Review: Angel Exterminatus
I’ve been on somewhat of a Warhammer 40,000 reading binge of late. Or, more accurately, a Warhammer 30,000 reading binge as each of the five titles I’ve devoured in the past month has been set in the Horus Heresy event series. I’m a Warhammer 40k fanboy (I have the Imperial Aquila tattooed on my chest), but I’d taken a few year hiatus from the universe. Now I’m back with a vengeance and there is a surplus of new material to gorge on. The most recent Horus Heresy novel I’ve read, ANGEL EXTERMINATUS by Graham McNeill (Amazon), is the 23rd book in a series that is currently on its 37th installment. The books are penned by multiple authors, and all of the books are connected by larger events and characters but not all are necessarily sequential. It’s a truly impressive collaboration. It’s been ten years since Black Library began publishing the Horus Heresy and a lot has happened since the opening trilogy. ANGEL EXTERMINATUS is perhaps most closely tied to the fifth book in the series, FULGRIM (Amazon), also written by Graham McNeill. ANGEL EXTERMINATUS is also a prequel of sorts to several of Graham McNeill’s books set 10,000 years after the Horus Heresy two of my favorite 40k books: STORM OF IRON (Amazon), DEAD SKY BLACK SUN (Amazon); one of my least favorite: CHAPTER’S DUE (Amazon). In any case, ANGEL EXTERMINATUS is not the place for newbies to start.
Here’s the synopsis lifted from Amazon…
Primarch Fulgrim leads his brother Perturabo in an attack upon a mysterious eldar world
Perturabo – master of siegecraft, and the executioner of Olympia. Long has he lived in the shadow of his more favoured primarch brothers, frustrated by the mundane and ignominious duties which regularly fall to his Legion. When Fulgrim offers him the chance to lead an expedition in search of ancient and destructive xenos weaponry, the Iron Warriors and the Emperor’s Children unite and venture deep into the heart of the great star maelstrom that haunts Perturabo’s dreams. Pursued by vengeful survivors from Isstvan V and the revenants of a dead eldar world, they must work quickly if they are to unleash the devastating power of the Angel Exterminatus!
ANGEL EXTERMINATUS was the last book I bought from Black Library before I took my hiatus but I never got around to reading it. I’d love to go back in time and kick past-Nick for dropping the ball because it’s a fantastic addition to the Horus Heresy. Of all the traitor legions the Iron Warriors have always had a special place in my heart (thanks solely to McNeill’s STORM OF IRON and DEAD SKY BLACK SUN. Despite that I never considered Perturabo, Primarch of the Iron Warriors, to be especially nuanced. He’s a siege specialist, a blunt instrument for hammering enemies into submission. Or so I thought. This book proved me way wrong.
The best thing about the Horus Heresy series has been the depth of characterization given to seemingly one dimensional ultra villains. Unexpectedly I’ve come to see the likes of Horus Lupercal, Fulgrim, Lorgar Aurelian, Alpharius, and Magnus for the tragic figures they are and empathize with them. That’s not small feat given the depths of depravity they indulge in and the horror these characters inflict on the universe. With ANGEL EXTERMINATUS its Perturabo’s turn for some subtlety and McNeill nails it. It turns out that the Lord of Iron isn’t simply a destroyer. He’s a creator, a builder of far more than forts and siege works. He’s got a mind to rival the best and brightest Primarchs but is constantly underestimated by his father, the Emperor, and his brothers. Perturabo and the Iron Warriors aren’t blunt objects for bludgeoning enemies into compliance but that is exactly how they have been utilized and it chafes.

- _Items_:
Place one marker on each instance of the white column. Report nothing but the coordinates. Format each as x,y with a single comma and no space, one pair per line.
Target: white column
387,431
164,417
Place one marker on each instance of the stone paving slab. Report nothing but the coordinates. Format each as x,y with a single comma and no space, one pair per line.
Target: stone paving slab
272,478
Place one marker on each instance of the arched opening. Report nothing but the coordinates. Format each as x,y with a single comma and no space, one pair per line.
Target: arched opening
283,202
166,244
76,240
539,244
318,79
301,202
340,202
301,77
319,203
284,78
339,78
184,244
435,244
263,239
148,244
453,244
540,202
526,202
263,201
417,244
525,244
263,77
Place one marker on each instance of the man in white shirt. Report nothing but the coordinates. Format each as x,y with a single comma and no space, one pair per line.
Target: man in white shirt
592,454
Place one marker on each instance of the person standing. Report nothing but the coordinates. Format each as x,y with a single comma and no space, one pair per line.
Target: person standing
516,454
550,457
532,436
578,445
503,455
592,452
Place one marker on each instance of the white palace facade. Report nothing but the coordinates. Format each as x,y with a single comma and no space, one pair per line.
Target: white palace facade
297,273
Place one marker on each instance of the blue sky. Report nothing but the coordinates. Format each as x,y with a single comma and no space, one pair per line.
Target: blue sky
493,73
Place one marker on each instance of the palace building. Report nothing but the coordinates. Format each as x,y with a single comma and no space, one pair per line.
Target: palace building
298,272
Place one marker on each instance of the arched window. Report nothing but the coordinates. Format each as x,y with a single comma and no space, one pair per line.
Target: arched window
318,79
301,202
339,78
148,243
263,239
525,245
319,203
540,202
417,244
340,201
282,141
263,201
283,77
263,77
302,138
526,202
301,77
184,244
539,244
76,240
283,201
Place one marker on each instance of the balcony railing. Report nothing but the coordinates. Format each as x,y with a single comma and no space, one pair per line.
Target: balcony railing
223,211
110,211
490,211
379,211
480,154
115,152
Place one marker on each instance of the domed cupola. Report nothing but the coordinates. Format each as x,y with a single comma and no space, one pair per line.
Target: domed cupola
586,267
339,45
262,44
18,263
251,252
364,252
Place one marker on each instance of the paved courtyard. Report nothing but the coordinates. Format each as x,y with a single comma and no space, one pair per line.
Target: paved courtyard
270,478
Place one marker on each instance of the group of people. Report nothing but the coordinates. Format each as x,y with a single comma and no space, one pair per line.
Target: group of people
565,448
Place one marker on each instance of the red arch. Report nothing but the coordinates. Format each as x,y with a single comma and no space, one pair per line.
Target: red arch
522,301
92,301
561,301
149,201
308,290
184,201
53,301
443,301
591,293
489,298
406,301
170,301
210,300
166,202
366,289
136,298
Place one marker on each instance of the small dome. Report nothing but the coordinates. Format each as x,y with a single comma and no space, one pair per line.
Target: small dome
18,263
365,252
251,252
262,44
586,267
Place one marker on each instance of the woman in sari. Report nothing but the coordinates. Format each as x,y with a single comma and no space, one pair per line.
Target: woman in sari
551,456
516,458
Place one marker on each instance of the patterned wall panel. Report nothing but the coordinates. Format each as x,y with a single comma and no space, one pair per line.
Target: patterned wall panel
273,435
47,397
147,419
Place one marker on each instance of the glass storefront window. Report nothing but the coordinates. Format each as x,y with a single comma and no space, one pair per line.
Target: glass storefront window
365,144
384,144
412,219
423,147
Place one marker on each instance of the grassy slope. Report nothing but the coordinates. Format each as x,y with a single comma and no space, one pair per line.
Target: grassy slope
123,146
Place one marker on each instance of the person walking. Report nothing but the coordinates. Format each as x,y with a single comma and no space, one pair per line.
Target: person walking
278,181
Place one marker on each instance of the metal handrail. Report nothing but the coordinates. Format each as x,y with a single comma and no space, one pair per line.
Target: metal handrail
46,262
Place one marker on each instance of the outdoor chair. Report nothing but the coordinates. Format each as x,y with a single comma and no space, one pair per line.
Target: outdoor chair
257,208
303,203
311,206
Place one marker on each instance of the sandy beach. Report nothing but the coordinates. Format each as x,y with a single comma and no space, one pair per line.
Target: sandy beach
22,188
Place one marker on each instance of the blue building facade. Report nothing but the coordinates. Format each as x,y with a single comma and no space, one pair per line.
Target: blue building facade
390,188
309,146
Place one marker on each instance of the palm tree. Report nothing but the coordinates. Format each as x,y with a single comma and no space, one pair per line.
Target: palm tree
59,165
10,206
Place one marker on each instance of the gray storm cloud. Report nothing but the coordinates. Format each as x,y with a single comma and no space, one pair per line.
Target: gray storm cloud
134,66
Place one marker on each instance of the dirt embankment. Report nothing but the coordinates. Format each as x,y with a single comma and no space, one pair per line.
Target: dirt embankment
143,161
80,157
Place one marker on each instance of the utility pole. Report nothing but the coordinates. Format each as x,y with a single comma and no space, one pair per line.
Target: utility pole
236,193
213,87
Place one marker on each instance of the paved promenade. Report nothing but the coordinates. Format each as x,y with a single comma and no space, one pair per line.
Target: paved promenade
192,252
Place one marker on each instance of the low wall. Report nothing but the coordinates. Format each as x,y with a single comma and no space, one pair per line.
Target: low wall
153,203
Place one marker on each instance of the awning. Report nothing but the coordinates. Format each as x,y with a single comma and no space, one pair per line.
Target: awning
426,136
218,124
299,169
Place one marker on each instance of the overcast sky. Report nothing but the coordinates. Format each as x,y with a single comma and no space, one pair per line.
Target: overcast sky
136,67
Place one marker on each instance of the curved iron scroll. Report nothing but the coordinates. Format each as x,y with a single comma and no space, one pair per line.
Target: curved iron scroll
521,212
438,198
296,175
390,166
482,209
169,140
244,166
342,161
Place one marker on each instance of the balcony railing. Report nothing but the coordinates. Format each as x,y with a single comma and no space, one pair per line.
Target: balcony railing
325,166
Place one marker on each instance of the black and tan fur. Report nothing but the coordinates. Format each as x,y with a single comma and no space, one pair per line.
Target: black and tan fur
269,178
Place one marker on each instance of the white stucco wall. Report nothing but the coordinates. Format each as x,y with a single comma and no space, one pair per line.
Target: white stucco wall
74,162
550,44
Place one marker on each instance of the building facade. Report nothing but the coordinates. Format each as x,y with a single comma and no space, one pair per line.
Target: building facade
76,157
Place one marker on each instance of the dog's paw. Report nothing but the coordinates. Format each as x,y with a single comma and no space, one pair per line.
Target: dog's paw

- _Short exercise_: Condense the paragraph of the review that begins "The best thing about the Horus Heresy series" into a shorter paragraph that keeps its main facts. The entries are separate material, independent of the review.

- _Response to the exercise_: The Horus Heresy series is at its best when it gives depth to villains who seem one-dimensional. Horus Lupercal, Fulgrim, Lorgar Aurelian, Alpharius, and Magnus come across as tragic figures who earn empathy despite their depravity and the horror they inflict. In ANGEL EXTERMINATUS, McNeill gives Perturabo the same subtlety. The Lord of Iron is not only a destroyer but also a creator and builder, with a mind to rival the best Primarchs. Yet the Emperor and his brothers constantly underestimate him. He and the Iron Warriors are used as blunt instruments for forcing enemies into compliance, and this chafes.